[start MATERIAL]

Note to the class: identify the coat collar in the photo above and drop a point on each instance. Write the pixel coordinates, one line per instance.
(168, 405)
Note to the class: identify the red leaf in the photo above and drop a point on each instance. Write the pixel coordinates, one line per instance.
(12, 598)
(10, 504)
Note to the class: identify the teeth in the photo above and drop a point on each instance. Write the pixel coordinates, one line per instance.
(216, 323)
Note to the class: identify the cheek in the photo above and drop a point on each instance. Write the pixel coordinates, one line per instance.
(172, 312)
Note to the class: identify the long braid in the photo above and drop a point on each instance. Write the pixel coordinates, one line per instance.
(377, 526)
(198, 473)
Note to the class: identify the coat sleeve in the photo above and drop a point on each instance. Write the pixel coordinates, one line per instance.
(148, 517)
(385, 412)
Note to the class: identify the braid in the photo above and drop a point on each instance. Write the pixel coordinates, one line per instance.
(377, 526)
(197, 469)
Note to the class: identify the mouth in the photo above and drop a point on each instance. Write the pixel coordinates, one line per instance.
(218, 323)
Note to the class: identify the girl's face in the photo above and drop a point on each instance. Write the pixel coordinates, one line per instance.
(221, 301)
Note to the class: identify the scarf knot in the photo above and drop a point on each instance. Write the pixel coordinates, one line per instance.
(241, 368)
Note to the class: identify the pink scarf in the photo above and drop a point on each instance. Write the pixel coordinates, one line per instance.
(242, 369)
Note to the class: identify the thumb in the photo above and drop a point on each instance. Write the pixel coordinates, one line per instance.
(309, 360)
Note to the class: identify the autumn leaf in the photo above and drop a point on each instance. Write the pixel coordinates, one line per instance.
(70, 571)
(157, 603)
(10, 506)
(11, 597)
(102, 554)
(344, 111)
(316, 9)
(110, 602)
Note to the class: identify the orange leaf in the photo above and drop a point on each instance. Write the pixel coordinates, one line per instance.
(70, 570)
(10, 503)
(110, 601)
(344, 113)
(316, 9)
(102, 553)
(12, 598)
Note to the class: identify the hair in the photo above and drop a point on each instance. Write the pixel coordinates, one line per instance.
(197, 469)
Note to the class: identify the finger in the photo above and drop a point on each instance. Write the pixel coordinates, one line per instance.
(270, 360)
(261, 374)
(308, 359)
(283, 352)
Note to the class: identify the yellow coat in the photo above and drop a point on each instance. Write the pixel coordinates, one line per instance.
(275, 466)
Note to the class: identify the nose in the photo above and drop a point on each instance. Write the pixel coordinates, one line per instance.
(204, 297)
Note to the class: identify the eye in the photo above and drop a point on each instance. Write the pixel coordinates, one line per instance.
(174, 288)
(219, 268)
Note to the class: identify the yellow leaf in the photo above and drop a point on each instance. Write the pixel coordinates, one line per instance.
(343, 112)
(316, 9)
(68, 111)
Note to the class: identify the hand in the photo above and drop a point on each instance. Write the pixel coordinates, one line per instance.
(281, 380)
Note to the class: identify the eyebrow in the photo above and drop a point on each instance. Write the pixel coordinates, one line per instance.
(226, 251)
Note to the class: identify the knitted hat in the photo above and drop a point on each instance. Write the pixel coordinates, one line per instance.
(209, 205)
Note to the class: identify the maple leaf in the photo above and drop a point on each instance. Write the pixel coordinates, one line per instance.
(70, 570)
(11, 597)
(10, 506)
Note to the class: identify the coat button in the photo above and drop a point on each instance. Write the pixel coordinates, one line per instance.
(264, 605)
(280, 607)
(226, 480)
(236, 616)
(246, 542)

[end MATERIAL]

YOUR OBJECTIVE:
Reproduce the rows, putting "Reminder for the class" wherever "Note to the class" appears and leaving everything else as it is.

TASK RESPONSE:
Reminder for the class: identify the coat collar in the photo above and drop a point on each instance. Write the pixel coordinates, one line per instance.
(168, 405)
Reminder for the class: identify the red leaf in the photo above and drop a point on each instance. Write the pixel coordinates, one line per instance.
(12, 598)
(10, 504)
Reminder for the class: identify the teeth in the photo above and drop a point on each instance. Write the pixel coordinates, one line per instance.
(216, 323)
Reminder for the class: identify the cheek in the photo above and drop a point on each instance. Write the pixel coordinates, one line per instance.
(172, 312)
Reminder for the class: identify the long braid in the photo above and drop a point on each instance. Write the pixel coordinates, one line per instance.
(377, 526)
(198, 473)
Reminder for the class: identify the coat sleeve in the photo above and drop a point on each instance. Write the pixel coordinates, one line per instance.
(148, 517)
(385, 412)
Reminder for the class: identify the braid in the photo above and drop a point on each instance. Write the pixel coordinates, one line per instance.
(377, 526)
(197, 469)
Reminder for the class: identify the mouth in the photo above and drop a point on each instance. Write the pixel coordinates, one line per instance.
(218, 323)
Reminder for the class: identify the girl's face in the photo above and drop a point on each instance. Write the pixel coordinates, one line per instance.
(221, 301)
Reminder for the class: identify the scarf knot in the photo above and drop a point on each instance. Write the pixel coordinates, one line per instance.
(241, 368)
Reminder for the class: identify the pink scarf in the photo above and drop a point on each instance. Write the pixel coordinates, one line per instance.
(242, 369)
Reminder for the class: identify the thumb in the photo above and drop a point on each instance. Write the pixel coordinates, one line per instance.
(309, 360)
Reminder for the class: identify the autumn leaf in the photo above and drop a point on each instance. Write the pixel coordinates, one line per instance.
(70, 571)
(157, 603)
(10, 506)
(11, 597)
(102, 554)
(344, 111)
(316, 9)
(110, 602)
Reminder for the class: identify the orange leaf in the photo above and drop a point on each instance. Write the pixel coordinates, one line per instance.
(70, 570)
(10, 503)
(110, 601)
(344, 113)
(316, 9)
(102, 553)
(12, 598)
Reminder for the class: identify the hair in the photo above and drop a point on each instance. Write the pixel coordinates, one line per instance.
(197, 469)
Reminder for the class: identify the finger in the photo above and drop a point on each instance. Write the pixel coordinates, one line per instance.
(270, 360)
(261, 374)
(308, 359)
(283, 352)
Reminder for the class: identify the yellow coat in the photo above and drop a point on each instance. Write the pixel coordinates, one line per instance.
(275, 466)
Reminder for the class: identify the nose in the photo above and drop a point on each instance. Write the pixel coordinates, one line per instance.
(204, 297)
Reminder for the class: identify the eye in the photo above and drop a point on each instance. Write the pixel coordinates, one line per instance.
(174, 288)
(219, 268)
Reminder for the class: identify the yellow leaf in the photo above and drop a point on each instance. Write the pixel coordinates, one line per instance.
(343, 112)
(316, 9)
(68, 111)
Reminder for the class: identify the hand in the photo above and drop a point on each instance. Write the pixel coordinates, one line per instance.
(281, 380)
Reminder for the class: identify the eyebrow in the photo above and drop a point on each instance. Write the pixel coordinates, one line per instance.
(226, 251)
Reminder for the class: identify the knitted hat in the photo above and drop a point on each instance. Write the pixel coordinates, one line per instance.
(209, 205)
Reminder for the class: identify the maple leaf in the photo above and drop a point on each instance. Write the pixel coordinates, one line per instance.
(70, 570)
(11, 597)
(10, 506)
Reminder for the class: identify the coat button in the photo above and drop a point on each instance. Write the pixel coordinates, one line per instance.
(264, 605)
(280, 607)
(226, 480)
(236, 616)
(246, 542)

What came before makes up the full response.